Goal of the exercise => Lay out the records from the line containing "Place a point on every instance of the shoulder" through the end of the records as a JSON list of strings with one string per line, omitting blank lines.

>> Start Source data

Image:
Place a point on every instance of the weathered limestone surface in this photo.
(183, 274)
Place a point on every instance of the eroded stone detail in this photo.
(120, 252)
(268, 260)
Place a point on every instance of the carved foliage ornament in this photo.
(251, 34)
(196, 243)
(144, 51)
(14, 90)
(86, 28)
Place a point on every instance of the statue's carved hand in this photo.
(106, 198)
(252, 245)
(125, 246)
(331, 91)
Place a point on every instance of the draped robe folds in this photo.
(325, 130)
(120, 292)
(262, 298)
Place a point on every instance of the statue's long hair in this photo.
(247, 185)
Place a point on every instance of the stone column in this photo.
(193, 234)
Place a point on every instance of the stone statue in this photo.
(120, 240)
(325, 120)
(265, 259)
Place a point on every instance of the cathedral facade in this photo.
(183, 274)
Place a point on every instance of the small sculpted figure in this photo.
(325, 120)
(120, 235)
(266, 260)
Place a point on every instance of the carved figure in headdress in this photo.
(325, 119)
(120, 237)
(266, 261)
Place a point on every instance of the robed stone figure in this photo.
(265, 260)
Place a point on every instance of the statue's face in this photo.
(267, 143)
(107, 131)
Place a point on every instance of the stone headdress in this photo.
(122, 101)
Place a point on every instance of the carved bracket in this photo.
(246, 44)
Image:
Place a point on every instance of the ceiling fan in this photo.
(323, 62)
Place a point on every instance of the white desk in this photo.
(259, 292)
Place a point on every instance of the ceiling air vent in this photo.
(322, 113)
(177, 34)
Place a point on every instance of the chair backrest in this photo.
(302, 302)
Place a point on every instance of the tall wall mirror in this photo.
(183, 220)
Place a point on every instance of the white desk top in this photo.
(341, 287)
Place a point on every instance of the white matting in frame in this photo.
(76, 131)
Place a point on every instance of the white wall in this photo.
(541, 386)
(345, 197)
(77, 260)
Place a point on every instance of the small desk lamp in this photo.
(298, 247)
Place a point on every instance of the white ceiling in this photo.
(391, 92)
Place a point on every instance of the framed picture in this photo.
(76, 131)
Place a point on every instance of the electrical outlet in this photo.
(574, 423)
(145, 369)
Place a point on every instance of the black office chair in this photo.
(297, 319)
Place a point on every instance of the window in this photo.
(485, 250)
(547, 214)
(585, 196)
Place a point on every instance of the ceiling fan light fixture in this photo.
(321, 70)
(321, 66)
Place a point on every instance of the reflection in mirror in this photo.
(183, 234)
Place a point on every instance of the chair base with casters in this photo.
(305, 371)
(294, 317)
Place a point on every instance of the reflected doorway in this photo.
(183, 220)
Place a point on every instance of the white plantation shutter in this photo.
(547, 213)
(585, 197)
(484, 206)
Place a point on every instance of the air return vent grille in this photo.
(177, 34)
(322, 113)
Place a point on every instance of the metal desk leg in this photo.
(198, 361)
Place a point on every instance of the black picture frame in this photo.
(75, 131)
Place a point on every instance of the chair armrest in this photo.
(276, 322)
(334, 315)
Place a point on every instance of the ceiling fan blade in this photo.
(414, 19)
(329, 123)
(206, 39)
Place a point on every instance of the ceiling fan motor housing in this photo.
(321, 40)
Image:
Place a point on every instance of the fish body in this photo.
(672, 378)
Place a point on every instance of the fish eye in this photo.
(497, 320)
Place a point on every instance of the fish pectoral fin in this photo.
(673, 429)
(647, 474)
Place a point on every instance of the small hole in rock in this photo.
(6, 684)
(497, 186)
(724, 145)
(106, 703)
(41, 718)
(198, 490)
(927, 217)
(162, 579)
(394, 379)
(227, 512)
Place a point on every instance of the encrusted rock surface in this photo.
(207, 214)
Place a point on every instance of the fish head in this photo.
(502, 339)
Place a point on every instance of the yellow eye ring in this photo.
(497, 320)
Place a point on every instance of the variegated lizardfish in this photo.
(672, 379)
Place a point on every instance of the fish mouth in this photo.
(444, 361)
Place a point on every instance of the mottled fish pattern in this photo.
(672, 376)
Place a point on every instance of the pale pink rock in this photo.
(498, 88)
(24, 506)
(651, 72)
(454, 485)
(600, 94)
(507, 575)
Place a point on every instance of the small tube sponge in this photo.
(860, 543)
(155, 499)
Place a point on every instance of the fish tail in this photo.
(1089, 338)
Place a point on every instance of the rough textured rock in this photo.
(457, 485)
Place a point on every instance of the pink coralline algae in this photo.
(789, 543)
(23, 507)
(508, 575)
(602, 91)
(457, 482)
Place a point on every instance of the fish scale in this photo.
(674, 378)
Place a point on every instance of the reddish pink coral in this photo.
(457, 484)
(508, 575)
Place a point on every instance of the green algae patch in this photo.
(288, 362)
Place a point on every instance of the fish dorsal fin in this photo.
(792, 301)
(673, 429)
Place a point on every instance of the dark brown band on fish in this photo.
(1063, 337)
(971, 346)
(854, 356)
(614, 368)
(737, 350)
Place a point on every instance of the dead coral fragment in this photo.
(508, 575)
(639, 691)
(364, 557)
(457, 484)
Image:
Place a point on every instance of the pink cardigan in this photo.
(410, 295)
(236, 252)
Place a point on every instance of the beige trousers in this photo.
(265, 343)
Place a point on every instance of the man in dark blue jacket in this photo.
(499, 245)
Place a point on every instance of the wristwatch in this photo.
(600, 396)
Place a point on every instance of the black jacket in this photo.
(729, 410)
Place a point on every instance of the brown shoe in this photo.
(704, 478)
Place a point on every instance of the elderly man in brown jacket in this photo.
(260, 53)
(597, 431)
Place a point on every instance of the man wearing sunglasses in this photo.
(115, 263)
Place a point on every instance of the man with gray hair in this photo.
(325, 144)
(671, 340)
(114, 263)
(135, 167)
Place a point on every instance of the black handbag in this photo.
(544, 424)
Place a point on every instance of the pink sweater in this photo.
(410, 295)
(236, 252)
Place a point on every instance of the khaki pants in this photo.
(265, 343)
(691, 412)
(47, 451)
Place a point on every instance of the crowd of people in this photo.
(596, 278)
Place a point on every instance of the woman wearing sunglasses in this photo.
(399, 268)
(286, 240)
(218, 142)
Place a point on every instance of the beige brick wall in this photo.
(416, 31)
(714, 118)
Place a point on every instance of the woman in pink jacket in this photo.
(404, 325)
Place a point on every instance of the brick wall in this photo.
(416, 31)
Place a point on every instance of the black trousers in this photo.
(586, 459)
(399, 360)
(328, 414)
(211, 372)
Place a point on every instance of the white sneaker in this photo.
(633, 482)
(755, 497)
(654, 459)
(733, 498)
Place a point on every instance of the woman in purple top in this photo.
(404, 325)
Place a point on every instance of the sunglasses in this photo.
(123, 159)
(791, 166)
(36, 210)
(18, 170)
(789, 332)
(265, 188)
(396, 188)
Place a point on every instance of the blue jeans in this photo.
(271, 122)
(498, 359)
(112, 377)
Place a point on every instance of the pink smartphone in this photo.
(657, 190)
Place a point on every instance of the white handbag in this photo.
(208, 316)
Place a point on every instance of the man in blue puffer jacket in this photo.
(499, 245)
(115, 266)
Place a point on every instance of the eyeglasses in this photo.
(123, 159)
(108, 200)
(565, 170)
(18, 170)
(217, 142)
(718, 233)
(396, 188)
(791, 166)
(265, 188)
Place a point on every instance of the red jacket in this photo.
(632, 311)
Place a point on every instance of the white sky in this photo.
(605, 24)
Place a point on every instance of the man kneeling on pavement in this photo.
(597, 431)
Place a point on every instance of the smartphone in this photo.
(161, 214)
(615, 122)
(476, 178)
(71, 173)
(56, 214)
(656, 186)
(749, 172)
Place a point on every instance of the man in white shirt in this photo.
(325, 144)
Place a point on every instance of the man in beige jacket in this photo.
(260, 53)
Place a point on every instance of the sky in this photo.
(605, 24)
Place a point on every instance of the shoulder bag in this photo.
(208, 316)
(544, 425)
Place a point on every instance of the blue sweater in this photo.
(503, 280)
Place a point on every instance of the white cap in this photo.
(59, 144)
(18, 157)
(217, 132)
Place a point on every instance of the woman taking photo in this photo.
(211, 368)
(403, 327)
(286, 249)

>> End Source data

The completed task =>
[
  "Place a point on every instance of the shoulder bag in this photo.",
  "(208, 316)",
  "(544, 425)",
  "Place a point on every instance of the blue sweater in this photo.",
  "(503, 280)",
  "Place a point on every instance of the white cap in this photo.",
  "(59, 144)",
  "(18, 157)",
  "(217, 132)",
  "Place a point on every instance of the woman taking photo in this photo.",
  "(211, 368)",
  "(403, 327)",
  "(286, 249)"
]